* [Document section]:
↓
Amani visited Anila Baig, who is a writer for the Sun newspaper. Now for those of you not from the UK, let's just say that the Sun isn't exactly the most well-respected newspaper in this country. When asked about why she stopped wearing hijab, Anila's reply was that she 'had bigger things to be worrying about than covering her hair'. Huh? Since when did wearing hijab prevent anyone from paying attention to the more important issues in life? Had she said that she felt that she was not ready to wear it or not confident enough to keep it on, I would have understood. But her reply has simply sent out the message that hijab is unnecessary. You can read more about Anila in this article from 2004.

Two of the girls who were interviewed spoke to Amani about why the wear the abaya rather than salwar kameez. They felt that in salwar kameez, they were identified as Pakistani first, and then Muslim. They said that they wanted the opposite to happen - to be identified as Muslims first. But then they also admit that they are sometimes mistaken for Arabs when wearing abaya, but that they don't mind that. Is anyone sensing a contradiction here?

In the UK, as soon as you wear hijab on your head, you are pretty much identified as Muslim, no matter what else you are wearing. Secondly, people can often tell from your colouring what part of world you come from, so honestly I don't see how wearing abaya is identifying them as Muslim, when hijab is already doing that!

One woman who did seem to be making sense was the Pakistani ambassador. Even though she does not wear hijab herself, she said that the issue was a personal one for each woman to decide, and that it shouldn't be blown out of proportion. It's simply a personal choice.

Towards the end of the programme, Amani attends a fashion show by Yasmin Safri of Arabian Nites. I thought the abayas she designed were beautiful! Check out her website to see more, or read about her here.

Here are some stills from the show:

Hijabis shopping in Primark. What did you think of their style?

Yasmin Safri:

The fashion show:


hani said...

I love her designs. Anyway, just wanted to share a video ( a headwrap. Just thinks it looks cool. :)

pink_marshmallow said...

asalam alaikum sisters

i was a little dissapointed at the fact shes in the uk, going to a few reverts would have given another angle on the hijabi.

but i was just astounded at the sister from the sun and her choice to stop wearing it. it was a very confusing programme this week, and im sure the non muslim publice viewers would have been like huh what.

lets see how she gets on in amsterdam and i cant wait to see the moroccan wedding, as its been a few years since i have been to one. im still waiting for mine lol, have not had my moroccan party yet inshallah in the summer this year.

fi aminallah

Aaliyah said...

I also disagreed with something Anila Baig said, she said that Pakistanis look at Arabs as better muslims as they can speak Arabic. She also said that Pakistanis see anything that comes from the Arab world as "authentic" (?!?!?!). AS a Pakistani myself I can say that I do not hold these views. Being a good muslim has nothing to do with where you come from. I agree that this was a confusing programme...
↑
* [Collected material]:
↓
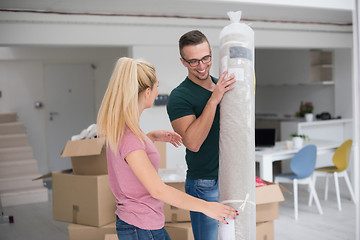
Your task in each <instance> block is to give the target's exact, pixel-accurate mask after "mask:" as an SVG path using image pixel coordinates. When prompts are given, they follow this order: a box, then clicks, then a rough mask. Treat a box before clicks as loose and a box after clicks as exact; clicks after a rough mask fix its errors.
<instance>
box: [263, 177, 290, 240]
mask: <svg viewBox="0 0 360 240" xmlns="http://www.w3.org/2000/svg"><path fill="white" fill-rule="evenodd" d="M281 201H284V196H283V194H282V192H281V189H280V186H279V185H278V184H274V183H268V182H266V185H265V186H260V187H257V188H256V240H274V220H275V219H278V218H279V202H281Z"/></svg>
↑
* [Tasks to carry out]:
1. How would you render this sentence from the hijab blog post in Spanish: "Even though she does not wear hijab herself, she said that the issue was a personal one for each woman to decide, and that it shouldn't be blown out of proportion."
2. Answer these questions from the hijab blog post:
(a) Which newspaper does Anila Baig write for?
(b) What are the two interviewed girls sometimes mistaken for when they wear the abaya?
(c) Who designed the abayas shown at the fashion show near the end of the programme?
3. Could you carry the hijab blog post forward from its final sentence?
The material has no connection to the hijab blog post.

* [Responses by item number]:
1. Aunque ella misma no lleva hiyab, dijo que se trataba de una cuestión personal que cada mujer debía decidir, y que no debía exagerarse.

2.
(a) The Sun.
(b) Arabs.
(c) Yasmin Safri of Arabian Nites.

3.
kristinsdottir said...

On the Primark shopping photo, I LOVE the look of the girl on the left, with the scarf oomphed and twisted around her neck. Unorthodox but still hijab, right, if I understand it correctly?

Best wishes from Oregon! Great blog!

Ruba said...

I must saythat some of the hijab style are not islamic,I mean since when it is okay for a women to show her neck?
ofcourse there are some great styles and oclors that cover the neck ..but come on girls lets not let emotions rule us;Prophet Muhammad PBUH said her face and palms are to appear only the rest is awra(which includes her neck)

Anonymous said...

the primark girlies were the only good thing about this prog and the abaya designer, all the rest was very confused, the sun person said her religion was being dragged through the mud well she hasnt helped that much with that aspect has she? the bengali girl needs help, the speed dating scene was weird i dunno i expected more out of this since its in the uk she should have interviewed some converts because there are so many who have so much good to say, next weeks prog looks a bit too confused too,

eternal peace said...

i love the arabian nites collection mashaAllah the sis has done well, i visited her boutique in whitechapel london and her scarves and abayas are beautiful though they can be expensive though, i'm just waiting for an occassion now so i can buy one lol

Jasmine said...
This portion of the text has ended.